• [Document passage]:
# # #

RECORD: Darwin, C. R. 1837. Observations of proofs of recent elevation on the coast of Chili, made during the survey of His Majesty's Ship Beagle commanded by Capt. FitzRoy R.N. [Read 4 January] Proceedings of the Geological Society of London 2: 446-449.

REVISION HISTORY: Scanned by Angus Carroll, OCRed, corrected and edited by John van Wyhe 2003-8, textual corrections by Sue Asscher 12.2006. RN5

[page] 446

A paper entitled "Observations of proofs of recent elevation on the coast of Chili, made during the survey of His Majesty's ship Beagle, commanded by Capt. Fitzroy, R.N.," by Charles Darwin, Esq., F.G.S., was afterwards read.

The subject of recent elevations on the coast of Chili being, in the opinion of many, still open to discussion, Mr. Darwin gives, in this memoir, the results of his own observations. The portion of the coast, more particularly examined by the author, extends from the river Rapel, about sixty miles south of Valparaiso, to Conchali, about eighty miles north of it.

Close to the mouth of the Rapel, dead barnacles occur adhering to rocks three or four feet above the highest tidal level; and in the neighbouring country recent marine shells are scattered abundantly to the height of about 100 feet. Ten miles to the north, and at an equal distance from the sea, is the village of Bucalemu, in the neighbourhood of which are very extensive beds of recent shells. At the bottom of the great valley of Maypo, and some miles from the coast, marine shells of existing species are also numerous; and at St. An-

* In the following page a part of the fort previously invisible is stated to have become visible; but this apparent discrepancy arises from the observations alluded to by Mr. Caldcleugh1 having been made from the shipping, and those by Mr. Darwin from a point on the land.

1 Alexander Caldcleugh (d. 1858), Scottish businessman, plant collector and author. Caldcleugh 1825.

[page] 447

tonio, near the northern point of that river, are large quarries of shells. Between this point and Valparaiso in the ravine, Quebrada Onda, the remains of a species of shell common on the coast, were noticed by the author. Along the bold granitic coast south of the promontory which forms the bay of Valparaiso, are numerous level and horizontal beds of shells, constituting an almost continuous band, elevated from 60 to 230 feet above the level of the sea. The shells are brittle, but of various kinds, and are all similar and in similar proportional numbers to those on the beach. They are mingled with some earth, though packed closely together, and overlie a partially consolidated breccia of granitic fragments which rests on the solid rock. After a careful examination of these deposits, first by himself, and afterwards with Mr. Alison,1 guarded by a recent inspection of the heaps of shells accumulated by the natives in Tierra del Fuego, Mr. Darwin was convinced that the shelly beds near Valparaiso, were formed when the sea occupied a different level. The following are the principal circumstances which lead to this conviction. The great number of the shells forming extensive, horizontal beds, whereas the heaps in Tierra del Fuego collected by the inhabitants, always retain a conical figure: their position, at the extremities of headlands inaccessible from the sea, and unfit for strongholds, being without fresh water: the large proportional number of extremely small shells: and lastly, their brittle and decayed condition, the state of decomposition having an evident relation to the comparative heights at which the shells were lying. Comminuted shells were noticed by Mr. Darwin at the heights of 560 and 1300 feet, but the evidence of their having been part of a beach was not convincing.

# # #

• [Dataset rows]:
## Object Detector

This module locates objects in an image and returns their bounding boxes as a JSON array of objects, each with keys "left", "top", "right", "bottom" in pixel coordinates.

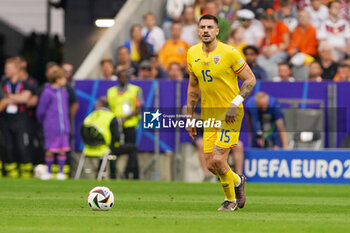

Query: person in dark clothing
[{"left": 1, "top": 58, "right": 33, "bottom": 178}]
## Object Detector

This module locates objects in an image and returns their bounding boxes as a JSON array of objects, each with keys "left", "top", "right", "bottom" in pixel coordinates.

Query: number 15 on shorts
[{"left": 220, "top": 129, "right": 230, "bottom": 143}]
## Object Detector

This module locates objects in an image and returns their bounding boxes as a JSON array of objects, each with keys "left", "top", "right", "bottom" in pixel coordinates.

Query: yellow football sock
[{"left": 219, "top": 168, "right": 240, "bottom": 201}]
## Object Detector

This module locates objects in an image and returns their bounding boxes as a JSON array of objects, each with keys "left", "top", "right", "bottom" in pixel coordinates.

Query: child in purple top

# # #

• [What is being asked]: According to the paper on recent elevation of the Chilean coast, how high above sea level are the shell beds along the granitic coast south of the promontory forming the bay of Valparaiso? The listing plays no part in what comes next.

• [Solution for this exercise]: From 60 to 230 feet above sea level.